Can you express the lines below as a Markdown table with the columns Row and Line, numbering each row? Begin at the line that contains "Where can the blue sky", stop after the last line, and leave out any blank lines.
* start Entries provided *
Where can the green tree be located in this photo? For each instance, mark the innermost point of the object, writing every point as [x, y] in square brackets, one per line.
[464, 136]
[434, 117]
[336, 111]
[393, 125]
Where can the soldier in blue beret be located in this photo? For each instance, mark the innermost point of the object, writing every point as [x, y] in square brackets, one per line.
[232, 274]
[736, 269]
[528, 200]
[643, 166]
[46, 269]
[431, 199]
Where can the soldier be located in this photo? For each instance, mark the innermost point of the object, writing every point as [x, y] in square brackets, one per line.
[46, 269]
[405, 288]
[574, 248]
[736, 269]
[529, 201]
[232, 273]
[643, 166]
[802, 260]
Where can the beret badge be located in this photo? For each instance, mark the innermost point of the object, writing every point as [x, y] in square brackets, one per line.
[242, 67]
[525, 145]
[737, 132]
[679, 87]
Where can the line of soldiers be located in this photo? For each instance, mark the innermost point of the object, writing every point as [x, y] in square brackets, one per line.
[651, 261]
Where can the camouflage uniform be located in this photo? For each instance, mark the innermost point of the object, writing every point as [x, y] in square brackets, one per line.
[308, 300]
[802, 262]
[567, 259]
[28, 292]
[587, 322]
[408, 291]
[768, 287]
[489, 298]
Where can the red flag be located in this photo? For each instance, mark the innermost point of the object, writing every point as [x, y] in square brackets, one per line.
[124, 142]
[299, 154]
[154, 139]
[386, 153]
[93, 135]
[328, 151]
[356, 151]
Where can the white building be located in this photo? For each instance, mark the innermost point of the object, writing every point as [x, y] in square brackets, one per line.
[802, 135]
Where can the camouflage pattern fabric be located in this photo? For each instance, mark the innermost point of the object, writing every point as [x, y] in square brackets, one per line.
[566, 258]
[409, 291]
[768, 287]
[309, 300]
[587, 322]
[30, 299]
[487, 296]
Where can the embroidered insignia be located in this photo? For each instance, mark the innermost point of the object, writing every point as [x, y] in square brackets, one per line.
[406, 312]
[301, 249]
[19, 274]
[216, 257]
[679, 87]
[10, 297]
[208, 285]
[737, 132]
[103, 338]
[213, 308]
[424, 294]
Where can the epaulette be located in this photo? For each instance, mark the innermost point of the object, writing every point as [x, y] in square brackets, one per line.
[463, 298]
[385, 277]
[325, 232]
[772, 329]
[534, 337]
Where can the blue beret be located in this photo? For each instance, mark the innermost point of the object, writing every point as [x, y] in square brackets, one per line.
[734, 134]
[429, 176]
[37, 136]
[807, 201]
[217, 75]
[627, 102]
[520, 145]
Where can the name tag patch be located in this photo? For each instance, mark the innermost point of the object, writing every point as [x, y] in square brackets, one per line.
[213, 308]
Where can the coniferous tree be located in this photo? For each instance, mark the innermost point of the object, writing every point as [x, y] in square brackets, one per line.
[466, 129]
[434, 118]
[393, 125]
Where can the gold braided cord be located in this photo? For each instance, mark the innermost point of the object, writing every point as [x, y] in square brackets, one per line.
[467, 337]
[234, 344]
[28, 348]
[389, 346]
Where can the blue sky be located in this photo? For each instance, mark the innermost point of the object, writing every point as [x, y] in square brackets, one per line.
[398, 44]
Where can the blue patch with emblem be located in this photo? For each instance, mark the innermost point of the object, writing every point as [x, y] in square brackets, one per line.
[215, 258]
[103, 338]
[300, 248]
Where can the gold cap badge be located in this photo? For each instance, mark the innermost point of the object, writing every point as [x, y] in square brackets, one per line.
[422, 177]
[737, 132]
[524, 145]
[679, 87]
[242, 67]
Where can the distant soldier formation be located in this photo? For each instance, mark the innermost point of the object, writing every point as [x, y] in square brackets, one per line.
* end Entries provided *
Full response:
| Row | Line |
|---|---|
| 1 | Where can the blue sky be located in this photo? For each instance, mark the innermost point of the object, writing every point as [x, y] in square brackets, one per line. |
| 2 | [398, 44] |
| 3 | Where can the blue patch with emblem be located in this photo? For each instance, mark the innermost point of the object, writing every point as [x, y] in square brackets, one per line. |
| 4 | [215, 258] |
| 5 | [103, 338] |
| 6 | [300, 248] |
| 7 | Where can the gold cap badge be located in this photo? For each instance, mark the innermost point of the object, writing every point as [x, y] in square brackets, one per line. |
| 8 | [422, 177] |
| 9 | [737, 132] |
| 10 | [524, 145] |
| 11 | [679, 87] |
| 12 | [242, 67] |
| 13 | Where can the distant soldier formation be located in this photo? For each instance, mark the innermost point of the object, writing every point as [x, y] in square brackets, one per line. |